Please turn the stretch of entries below, from the line containing "Tag the electrical outlet visible above." through the end of the entries, into a numbered list, leaving out any blank lines.

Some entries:
★ ★ ★ ★
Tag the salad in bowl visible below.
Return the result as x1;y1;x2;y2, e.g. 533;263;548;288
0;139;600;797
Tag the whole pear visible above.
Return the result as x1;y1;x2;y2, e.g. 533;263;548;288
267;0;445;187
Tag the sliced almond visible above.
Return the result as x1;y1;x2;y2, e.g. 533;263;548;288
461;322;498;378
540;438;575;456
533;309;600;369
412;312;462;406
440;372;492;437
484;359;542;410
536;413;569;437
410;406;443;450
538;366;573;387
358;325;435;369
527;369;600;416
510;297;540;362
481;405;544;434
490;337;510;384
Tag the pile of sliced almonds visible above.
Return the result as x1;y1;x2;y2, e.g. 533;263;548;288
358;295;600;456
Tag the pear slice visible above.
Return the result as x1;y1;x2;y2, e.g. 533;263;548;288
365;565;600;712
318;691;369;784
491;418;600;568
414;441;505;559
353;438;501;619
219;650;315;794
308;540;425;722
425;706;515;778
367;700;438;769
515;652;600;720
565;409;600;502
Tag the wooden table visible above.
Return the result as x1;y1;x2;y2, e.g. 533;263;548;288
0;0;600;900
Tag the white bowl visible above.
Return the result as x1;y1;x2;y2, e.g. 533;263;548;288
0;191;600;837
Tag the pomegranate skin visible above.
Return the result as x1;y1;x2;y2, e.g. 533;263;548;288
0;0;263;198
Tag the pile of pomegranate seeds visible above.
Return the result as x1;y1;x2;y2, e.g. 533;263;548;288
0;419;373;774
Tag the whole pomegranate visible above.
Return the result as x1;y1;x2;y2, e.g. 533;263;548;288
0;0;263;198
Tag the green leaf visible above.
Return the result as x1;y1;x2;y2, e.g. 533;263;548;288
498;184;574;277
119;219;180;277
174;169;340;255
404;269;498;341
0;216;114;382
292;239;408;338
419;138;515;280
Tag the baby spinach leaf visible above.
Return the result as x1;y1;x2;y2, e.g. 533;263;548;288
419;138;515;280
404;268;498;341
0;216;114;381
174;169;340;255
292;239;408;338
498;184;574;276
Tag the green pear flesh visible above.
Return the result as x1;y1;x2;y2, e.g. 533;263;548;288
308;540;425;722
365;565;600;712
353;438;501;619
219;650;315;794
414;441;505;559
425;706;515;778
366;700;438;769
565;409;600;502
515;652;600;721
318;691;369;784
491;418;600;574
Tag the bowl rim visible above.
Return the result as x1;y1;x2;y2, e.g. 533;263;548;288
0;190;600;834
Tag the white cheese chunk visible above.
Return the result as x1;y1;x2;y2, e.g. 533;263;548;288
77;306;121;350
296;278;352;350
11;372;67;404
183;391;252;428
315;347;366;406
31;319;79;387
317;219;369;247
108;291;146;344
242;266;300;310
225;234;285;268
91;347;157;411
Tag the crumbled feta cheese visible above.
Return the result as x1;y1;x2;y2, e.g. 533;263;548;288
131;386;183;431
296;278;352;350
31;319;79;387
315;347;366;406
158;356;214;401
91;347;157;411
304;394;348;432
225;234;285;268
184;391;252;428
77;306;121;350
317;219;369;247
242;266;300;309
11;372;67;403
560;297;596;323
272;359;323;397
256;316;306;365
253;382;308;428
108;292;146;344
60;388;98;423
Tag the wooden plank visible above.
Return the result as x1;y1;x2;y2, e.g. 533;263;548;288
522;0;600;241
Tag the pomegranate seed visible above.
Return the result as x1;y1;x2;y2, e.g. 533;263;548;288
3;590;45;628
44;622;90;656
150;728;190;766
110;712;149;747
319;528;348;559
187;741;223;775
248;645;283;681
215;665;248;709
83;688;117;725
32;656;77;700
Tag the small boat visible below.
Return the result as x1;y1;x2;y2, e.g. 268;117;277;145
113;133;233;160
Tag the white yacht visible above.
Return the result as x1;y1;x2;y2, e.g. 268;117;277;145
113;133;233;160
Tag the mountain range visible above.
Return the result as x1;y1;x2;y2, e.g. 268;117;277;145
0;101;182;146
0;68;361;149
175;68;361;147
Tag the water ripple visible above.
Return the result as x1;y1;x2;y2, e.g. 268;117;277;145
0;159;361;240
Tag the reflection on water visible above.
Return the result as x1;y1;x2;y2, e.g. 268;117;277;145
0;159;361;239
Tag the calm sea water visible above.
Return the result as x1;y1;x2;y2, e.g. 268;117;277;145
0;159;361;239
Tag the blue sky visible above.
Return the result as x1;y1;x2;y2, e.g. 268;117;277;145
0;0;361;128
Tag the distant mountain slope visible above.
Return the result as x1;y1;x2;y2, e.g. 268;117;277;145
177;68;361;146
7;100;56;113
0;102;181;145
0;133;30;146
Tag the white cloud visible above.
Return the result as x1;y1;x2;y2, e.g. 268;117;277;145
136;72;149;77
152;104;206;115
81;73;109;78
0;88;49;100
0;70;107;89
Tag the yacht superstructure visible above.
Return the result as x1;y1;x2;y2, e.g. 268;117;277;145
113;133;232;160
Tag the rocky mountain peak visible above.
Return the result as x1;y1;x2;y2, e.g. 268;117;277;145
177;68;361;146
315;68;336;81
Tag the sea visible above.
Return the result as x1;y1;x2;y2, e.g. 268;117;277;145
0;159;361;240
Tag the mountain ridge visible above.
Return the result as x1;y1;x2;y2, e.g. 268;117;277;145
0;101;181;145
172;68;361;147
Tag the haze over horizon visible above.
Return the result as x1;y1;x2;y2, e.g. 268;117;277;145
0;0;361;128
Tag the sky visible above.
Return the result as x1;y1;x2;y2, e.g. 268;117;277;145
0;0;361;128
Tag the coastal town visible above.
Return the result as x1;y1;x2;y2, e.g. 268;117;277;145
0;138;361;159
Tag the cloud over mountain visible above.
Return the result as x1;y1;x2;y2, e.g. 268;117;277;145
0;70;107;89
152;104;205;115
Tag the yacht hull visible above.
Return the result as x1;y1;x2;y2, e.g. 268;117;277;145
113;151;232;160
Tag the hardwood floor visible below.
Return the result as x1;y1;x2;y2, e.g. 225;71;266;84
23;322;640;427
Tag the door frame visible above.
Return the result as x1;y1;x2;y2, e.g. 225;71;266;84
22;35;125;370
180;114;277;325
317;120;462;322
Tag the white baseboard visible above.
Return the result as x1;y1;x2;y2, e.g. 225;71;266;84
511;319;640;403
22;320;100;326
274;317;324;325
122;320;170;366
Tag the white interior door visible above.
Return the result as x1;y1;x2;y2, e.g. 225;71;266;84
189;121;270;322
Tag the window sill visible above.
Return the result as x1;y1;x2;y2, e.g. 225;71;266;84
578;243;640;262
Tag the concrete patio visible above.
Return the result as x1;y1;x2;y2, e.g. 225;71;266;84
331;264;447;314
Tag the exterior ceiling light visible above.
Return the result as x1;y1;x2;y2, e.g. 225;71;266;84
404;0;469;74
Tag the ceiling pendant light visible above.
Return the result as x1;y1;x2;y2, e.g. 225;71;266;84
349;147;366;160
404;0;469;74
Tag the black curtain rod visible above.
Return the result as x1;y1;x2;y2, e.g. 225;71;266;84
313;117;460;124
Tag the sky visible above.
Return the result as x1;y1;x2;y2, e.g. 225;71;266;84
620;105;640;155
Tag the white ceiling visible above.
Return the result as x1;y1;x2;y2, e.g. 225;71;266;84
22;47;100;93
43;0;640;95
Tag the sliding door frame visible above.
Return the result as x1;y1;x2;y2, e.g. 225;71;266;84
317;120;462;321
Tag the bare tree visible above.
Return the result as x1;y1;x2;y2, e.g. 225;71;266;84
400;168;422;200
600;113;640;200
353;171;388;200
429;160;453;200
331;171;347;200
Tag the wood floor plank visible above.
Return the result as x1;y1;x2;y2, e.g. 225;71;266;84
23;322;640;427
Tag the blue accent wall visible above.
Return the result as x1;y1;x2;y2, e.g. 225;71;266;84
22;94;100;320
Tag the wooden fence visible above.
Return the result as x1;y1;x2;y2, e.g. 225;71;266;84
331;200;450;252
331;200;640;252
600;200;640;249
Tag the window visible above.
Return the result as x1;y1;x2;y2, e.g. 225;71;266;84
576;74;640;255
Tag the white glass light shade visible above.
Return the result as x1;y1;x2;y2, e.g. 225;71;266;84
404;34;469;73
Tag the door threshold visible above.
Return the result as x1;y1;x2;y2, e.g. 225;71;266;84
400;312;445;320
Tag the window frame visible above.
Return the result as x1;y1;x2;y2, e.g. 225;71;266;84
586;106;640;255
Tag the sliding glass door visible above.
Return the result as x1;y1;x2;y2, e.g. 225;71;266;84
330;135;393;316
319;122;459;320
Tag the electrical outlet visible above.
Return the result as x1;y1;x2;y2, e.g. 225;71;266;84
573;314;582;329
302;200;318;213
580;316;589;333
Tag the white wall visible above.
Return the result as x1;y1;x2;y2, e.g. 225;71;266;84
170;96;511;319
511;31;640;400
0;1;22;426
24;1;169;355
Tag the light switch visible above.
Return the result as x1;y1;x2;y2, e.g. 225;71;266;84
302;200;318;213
★ ★ ★ ★
*Response to the task*:
1. Tag the electrical outlet visible above.
2. Return the result as x1;y1;x2;y2, e.g. 225;71;266;84
3. 573;314;582;329
4. 302;200;318;213
5. 580;316;589;333
6. Tag the white wall visible above.
7. Return the result as x1;y1;x2;y2, e.g. 225;71;266;84
8. 170;96;511;319
9. 511;31;640;400
10. 0;1;22;426
11. 24;1;169;355
12. Tag the light switch visible above.
13. Return the result as x1;y1;x2;y2, e.g. 225;71;266;84
14. 302;200;318;213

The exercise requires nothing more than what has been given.